**OBJECTIVE:**
Copy each of the entries below word for word, keeping every line as it appears. Leave out the pictures.

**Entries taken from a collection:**
----------------

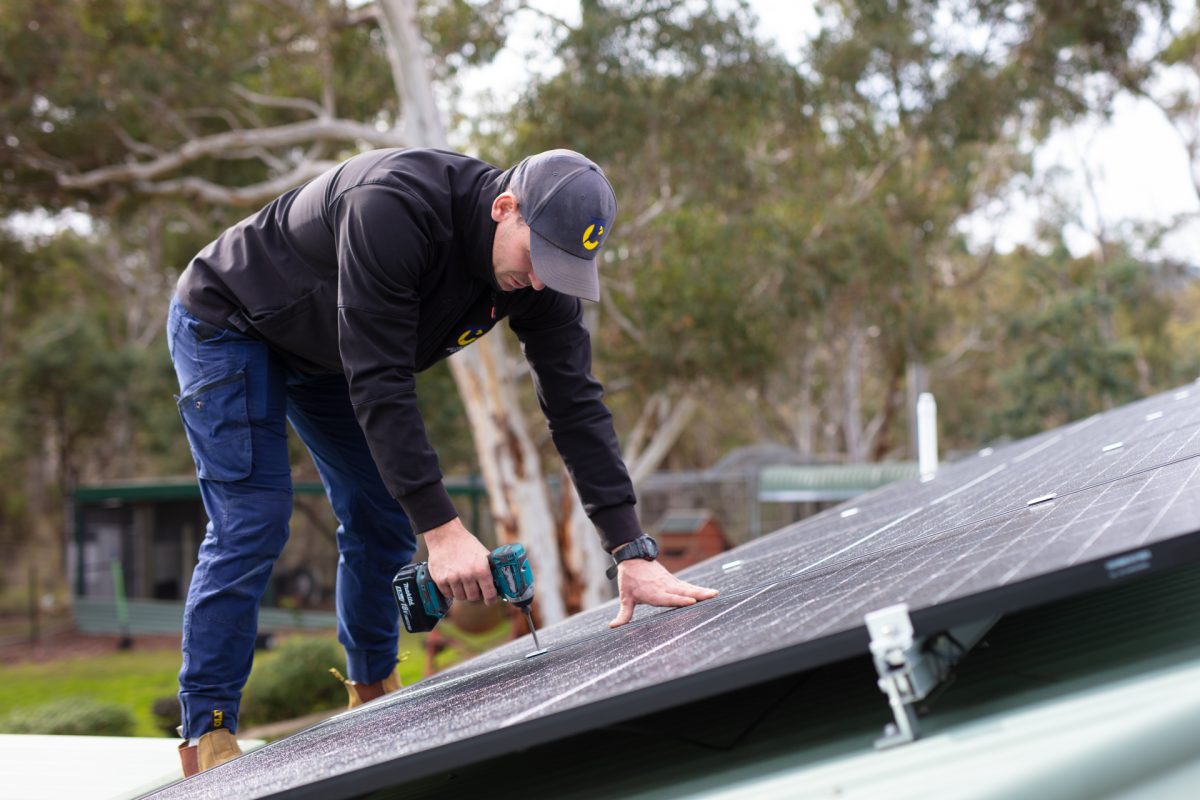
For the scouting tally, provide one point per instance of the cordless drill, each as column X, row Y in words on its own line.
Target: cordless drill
column 421, row 605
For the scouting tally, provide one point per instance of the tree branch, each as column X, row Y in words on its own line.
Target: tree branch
column 239, row 196
column 221, row 144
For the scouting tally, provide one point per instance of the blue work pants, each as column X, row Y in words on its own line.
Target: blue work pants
column 235, row 396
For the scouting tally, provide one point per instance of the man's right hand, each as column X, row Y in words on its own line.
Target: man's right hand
column 459, row 563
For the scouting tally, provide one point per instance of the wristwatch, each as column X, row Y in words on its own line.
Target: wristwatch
column 643, row 547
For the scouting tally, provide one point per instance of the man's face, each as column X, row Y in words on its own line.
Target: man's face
column 510, row 248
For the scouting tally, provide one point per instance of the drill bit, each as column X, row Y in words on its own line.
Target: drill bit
column 532, row 629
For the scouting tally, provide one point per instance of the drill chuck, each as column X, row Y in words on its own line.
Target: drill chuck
column 421, row 605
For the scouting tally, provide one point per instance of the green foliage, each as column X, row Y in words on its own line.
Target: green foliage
column 130, row 679
column 1067, row 337
column 293, row 681
column 71, row 717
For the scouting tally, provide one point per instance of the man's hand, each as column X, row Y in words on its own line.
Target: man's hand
column 648, row 582
column 459, row 563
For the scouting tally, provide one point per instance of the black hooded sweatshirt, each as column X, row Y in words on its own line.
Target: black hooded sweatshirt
column 381, row 268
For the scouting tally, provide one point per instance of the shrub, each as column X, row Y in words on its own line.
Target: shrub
column 167, row 715
column 292, row 681
column 71, row 716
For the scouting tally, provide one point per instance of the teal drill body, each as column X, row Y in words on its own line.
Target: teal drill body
column 421, row 605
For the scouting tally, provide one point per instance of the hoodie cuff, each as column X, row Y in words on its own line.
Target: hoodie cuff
column 617, row 525
column 429, row 507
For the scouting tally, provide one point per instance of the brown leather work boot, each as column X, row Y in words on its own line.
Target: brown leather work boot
column 360, row 693
column 214, row 747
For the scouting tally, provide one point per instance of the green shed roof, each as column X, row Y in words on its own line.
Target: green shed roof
column 829, row 481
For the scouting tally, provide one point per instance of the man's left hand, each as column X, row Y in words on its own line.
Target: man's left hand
column 648, row 582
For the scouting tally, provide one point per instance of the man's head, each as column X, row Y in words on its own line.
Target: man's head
column 551, row 223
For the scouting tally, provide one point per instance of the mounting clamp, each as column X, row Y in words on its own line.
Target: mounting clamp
column 910, row 667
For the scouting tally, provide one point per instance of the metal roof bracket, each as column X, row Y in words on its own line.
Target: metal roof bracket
column 912, row 667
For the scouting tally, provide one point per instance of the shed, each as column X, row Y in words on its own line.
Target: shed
column 133, row 547
column 689, row 536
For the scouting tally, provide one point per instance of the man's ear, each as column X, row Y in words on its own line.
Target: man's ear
column 504, row 205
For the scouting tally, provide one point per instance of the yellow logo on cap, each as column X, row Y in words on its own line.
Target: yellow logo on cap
column 592, row 244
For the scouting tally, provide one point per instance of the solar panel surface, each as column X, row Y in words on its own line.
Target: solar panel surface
column 1123, row 499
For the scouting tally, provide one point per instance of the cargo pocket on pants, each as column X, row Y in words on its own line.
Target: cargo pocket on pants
column 217, row 426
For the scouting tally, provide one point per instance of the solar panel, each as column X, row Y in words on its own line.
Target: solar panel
column 1073, row 509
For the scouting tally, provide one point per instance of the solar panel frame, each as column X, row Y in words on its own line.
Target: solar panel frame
column 1177, row 542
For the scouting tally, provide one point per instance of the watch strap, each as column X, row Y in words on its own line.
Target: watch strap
column 643, row 547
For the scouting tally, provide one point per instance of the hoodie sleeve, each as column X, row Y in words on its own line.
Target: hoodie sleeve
column 558, row 349
column 384, row 242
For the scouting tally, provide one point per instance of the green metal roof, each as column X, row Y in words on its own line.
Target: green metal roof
column 829, row 481
column 1093, row 696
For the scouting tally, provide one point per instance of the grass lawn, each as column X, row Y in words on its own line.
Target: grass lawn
column 135, row 679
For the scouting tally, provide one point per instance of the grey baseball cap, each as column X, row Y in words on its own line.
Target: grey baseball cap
column 569, row 206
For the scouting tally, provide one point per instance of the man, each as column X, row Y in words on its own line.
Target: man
column 319, row 310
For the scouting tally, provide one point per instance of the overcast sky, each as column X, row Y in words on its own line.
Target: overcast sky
column 1138, row 167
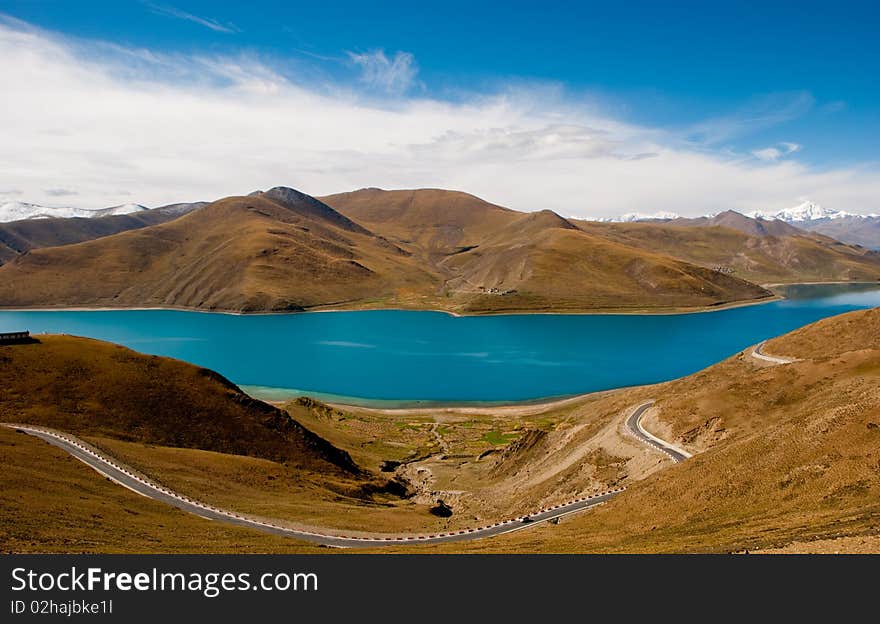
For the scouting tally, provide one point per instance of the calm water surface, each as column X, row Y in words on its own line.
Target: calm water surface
column 407, row 357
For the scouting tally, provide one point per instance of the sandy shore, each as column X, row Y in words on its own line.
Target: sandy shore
column 325, row 310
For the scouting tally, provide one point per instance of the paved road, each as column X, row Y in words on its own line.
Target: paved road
column 757, row 352
column 634, row 425
column 126, row 477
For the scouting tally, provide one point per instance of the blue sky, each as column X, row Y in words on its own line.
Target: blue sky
column 775, row 96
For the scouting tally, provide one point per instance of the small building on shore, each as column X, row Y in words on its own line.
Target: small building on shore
column 15, row 337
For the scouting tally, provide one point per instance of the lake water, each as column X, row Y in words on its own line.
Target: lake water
column 408, row 358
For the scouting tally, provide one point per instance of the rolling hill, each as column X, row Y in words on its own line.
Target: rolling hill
column 753, row 249
column 782, row 454
column 255, row 253
column 282, row 250
column 18, row 237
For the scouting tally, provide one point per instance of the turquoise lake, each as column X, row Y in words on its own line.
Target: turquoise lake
column 407, row 358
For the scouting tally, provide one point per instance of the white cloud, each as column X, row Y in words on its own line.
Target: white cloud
column 107, row 121
column 776, row 152
column 170, row 11
column 393, row 75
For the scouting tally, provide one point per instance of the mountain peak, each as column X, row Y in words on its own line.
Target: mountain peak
column 630, row 217
column 308, row 206
column 805, row 211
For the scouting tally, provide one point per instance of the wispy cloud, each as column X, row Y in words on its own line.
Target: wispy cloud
column 170, row 11
column 776, row 152
column 60, row 192
column 393, row 75
column 173, row 127
column 759, row 114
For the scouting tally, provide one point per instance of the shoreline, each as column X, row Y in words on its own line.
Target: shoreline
column 661, row 311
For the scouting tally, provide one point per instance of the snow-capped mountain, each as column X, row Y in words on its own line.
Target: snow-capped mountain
column 805, row 211
column 630, row 217
column 17, row 211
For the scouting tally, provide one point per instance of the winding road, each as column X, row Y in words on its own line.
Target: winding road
column 138, row 483
column 757, row 352
column 635, row 429
column 127, row 477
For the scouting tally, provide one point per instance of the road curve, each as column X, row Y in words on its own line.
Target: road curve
column 130, row 479
column 635, row 429
column 757, row 352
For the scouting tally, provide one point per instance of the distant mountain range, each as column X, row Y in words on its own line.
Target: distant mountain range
column 18, row 211
column 847, row 227
column 282, row 249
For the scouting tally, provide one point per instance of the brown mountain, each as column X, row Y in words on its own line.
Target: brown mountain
column 18, row 237
column 756, row 250
column 782, row 454
column 493, row 258
column 284, row 250
column 855, row 230
column 270, row 251
column 89, row 387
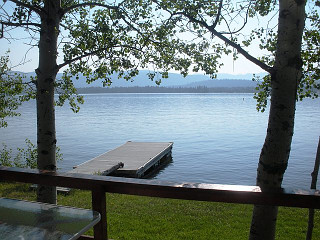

----------------

**RESPONSE FOR THIS EXERCISE:**
For the scouting tally, provide one point per instance of the cordless drill, each as column X, row Y in words on its own line.
Target: cordless drill
column 421, row 605
For the scouting tally, provide one point per instance of the tree branch, each as column X, row Y in words on its own line.
Target: tree branch
column 239, row 196
column 221, row 144
For the scouting tally, provide one point per instance of the blue work pants, each as column X, row Y in words on its own line.
Target: blue work pants
column 235, row 396
For the scouting tally, provide one point per instance of the man's right hand, each as column X, row Y in words on its own line.
Target: man's right hand
column 459, row 563
For the scouting tally, provide one point per instance of the wristwatch, each as column X, row Y in words on its own line.
Target: wristwatch
column 643, row 547
For the scouting tally, provide one point per instance of the man's face, each as column X, row Y in words on its own line.
Target: man's face
column 510, row 248
For the scouting tally, provide one point per instance of the drill bit, each as column X, row Y in words on its own line.
Target: drill bit
column 532, row 629
For the scouting tally, provide one point per instance of the drill chuck, each as column X, row Y in words on its own line.
Target: drill chuck
column 421, row 605
For the scouting tally, provide one point per instance of the green foliage, each as column X, row Y in words on its own line.
Target: green foliage
column 130, row 679
column 1067, row 337
column 293, row 681
column 71, row 717
For the scouting tally, provide one point per instance of the man's hand, each as column X, row Y in words on its own line.
Target: man's hand
column 648, row 582
column 459, row 563
For the scouting tally, provide one point per instance of the black hooded sweatshirt, each as column X, row Y in words on its own line.
Target: black hooded sweatshirt
column 381, row 268
For the scouting tally, provide one point per instance of the shrub, each as column X, row Y in words on its own line.
Target: shrub
column 167, row 715
column 292, row 681
column 71, row 716
For the scouting tally, provide one point per instance of the teal drill body, each as column X, row Y in words on its own line.
Target: teal drill body
column 421, row 605
For the scouting tally, provide one point per instance of the hoodie cuff, each as column X, row Y in words on its own line.
Target: hoodie cuff
column 617, row 525
column 429, row 507
For the scouting tally, provide one point per instance of the brown leather work boot, each as column X, row Y in words on its own line.
Target: brown leather work boot
column 360, row 693
column 214, row 747
For the scouting tally, provide one point per instance of the green shed roof, each as column X, row Y in words on its own line.
Target: green shed roof
column 829, row 481
For the scouting tally, provide one point per instance of the man's left hand, each as column X, row Y in words on its own line.
Target: man's left hand
column 648, row 582
For the scouting tally, provide one point per instance of the man's head, each as column X, row Y in words on its own line.
Target: man's head
column 551, row 223
For the scouting tally, provide one point per instance of the mounting clamp, each as column X, row Y in words on its own line.
Target: mounting clamp
column 910, row 667
For the scouting tally, provide one point per instance of the metal roof bracket, each as column X, row Y in words on its own line.
Target: metal roof bracket
column 912, row 667
For the scouting tally, provide one point per instance of the shed, each as column X, row Y in words on its own line.
Target: shed
column 133, row 547
column 689, row 536
For the scouting tally, provide one point per instance of the man's ear, each as column X, row Y in words on its own line.
Target: man's ear
column 504, row 205
For the scouting tally, provide one point per instance of the yellow logo on cap, each as column X, row Y in words on its own line.
Target: yellow logo on cap
column 592, row 244
For the scouting tally, provide one point per instance of the solar panel surface, each as column X, row Y in words on its own line.
Target: solar panel surface
column 1123, row 499
For the scouting tally, provide one point per instance of the cargo pocket on pants, each as column X, row Y in words on its own line.
Target: cargo pocket on pants
column 217, row 426
For the scouting tally, provide one point per instance of the solar panel, each as column X, row Y in words on its own line.
Target: solar panel
column 1073, row 509
For the scouting tally, provide one point per instance of the solar panel frame, each as column X, row Y in words on its own line.
Target: solar panel frame
column 1177, row 542
For the scouting tally, provide one point per instance of the watch strap, each as column X, row Y in words on its own line.
Target: watch strap
column 643, row 547
For the scouting tally, provide one point per instance of the hoodie sleeve, each as column X, row Y in words on its own line.
Target: hoodie sleeve
column 558, row 349
column 384, row 242
For the scouting tally, provide one point per instance of the green metal roof, each as column X, row Y in words on its own line.
Target: green metal roof
column 829, row 481
column 1093, row 696
For the scouting tally, provide one point per instance of the grass lawn, each as column X, row Y in words on its own line.
Target: grass lawn
column 135, row 679
For the scouting tally, provide one point per instance of the grey baseball cap, each as column X, row Y in words on its own line.
Target: grey baseball cap
column 569, row 206
For the scouting tally, provide one point per instance of the man, each as column X, row Y in words on its own line.
Target: man
column 319, row 310
For the scouting tally, provide one point per instance of the overcast sky, each as column X, row Y in words on its own line.
Target: overcast sky
column 1138, row 167
For the scouting tally, provide one point per instance of the calm water surface, each as column X, row Y in words on its own line.
Target: calm water surface
column 407, row 357
For the scouting tally, provide one point per instance of the sandy shore, each as column X, row Y in words on its own line.
Target: sandy shore
column 325, row 310
For the scouting tally, provide one point per instance of the paved road, each as column X, row Y in words on its own line.
Target: paved road
column 757, row 352
column 634, row 425
column 126, row 477
For the scouting tally, provide one point per instance of the blue sky, each as column X, row Y in words on its own line.
Target: blue sky
column 775, row 96
For the scouting tally, provide one point per instance of the small building on shore, each as column X, row Y in words on its own line.
Target: small building on shore
column 15, row 337
For the scouting tally, provide one point per instance of the lake water, each as column X, row Y in words on its own line.
Target: lake water
column 408, row 358
For the scouting tally, provide one point per instance of the rolling hill, each as column X, row Y in words on its own line.
Target: rolling hill
column 753, row 249
column 782, row 454
column 255, row 253
column 282, row 250
column 18, row 237
For the scouting tally, provide one point per instance of the turquoise lake, each as column X, row Y in words on its own line.
Target: turquoise lake
column 407, row 358
For the scouting tally, provide one point per instance of the white cloud, each as column X, row Y in words on its own line.
Target: white cloud
column 107, row 121
column 776, row 152
column 170, row 11
column 393, row 75
For the scouting tally, provide one point per instance of the mountain peak, each as column X, row Y in words on its own line.
Target: mountain peak
column 630, row 217
column 308, row 206
column 805, row 211
For the scouting tally, provide one point per instance of the wispy cloud, each as column X, row Y in words on its own line.
Target: wispy cloud
column 170, row 11
column 776, row 152
column 60, row 192
column 393, row 75
column 173, row 127
column 759, row 114
For the scouting tally, provide one point per instance of the shoreline, each as column X, row Y in words on its own line.
Target: shoreline
column 661, row 311
For the scouting tally, provide one point per instance of the snow-capped mountain, each as column X, row Y in words on its own line.
Target: snow-capped mountain
column 805, row 211
column 630, row 217
column 17, row 211
For the scouting tally, provide one point per instance of the winding road, each as column X, row Y in words on its own line.
Target: winding road
column 138, row 483
column 757, row 352
column 635, row 429
column 127, row 477
For the scouting tally, provide one point per instance of the road curve, each as column X, row Y in words on its own line.
Target: road curve
column 130, row 479
column 635, row 429
column 757, row 352
For the scouting tally, provide one point per instance of the distant mountain range, each as column X, row Y in words on its own line.
Target: distant mountain range
column 18, row 211
column 847, row 227
column 282, row 249
For the scouting tally, provide one point per instance of the brown mountain, each as column X, row Y in words on its own line.
Target: brown mountain
column 18, row 237
column 756, row 250
column 782, row 454
column 493, row 258
column 284, row 250
column 855, row 230
column 270, row 251
column 89, row 387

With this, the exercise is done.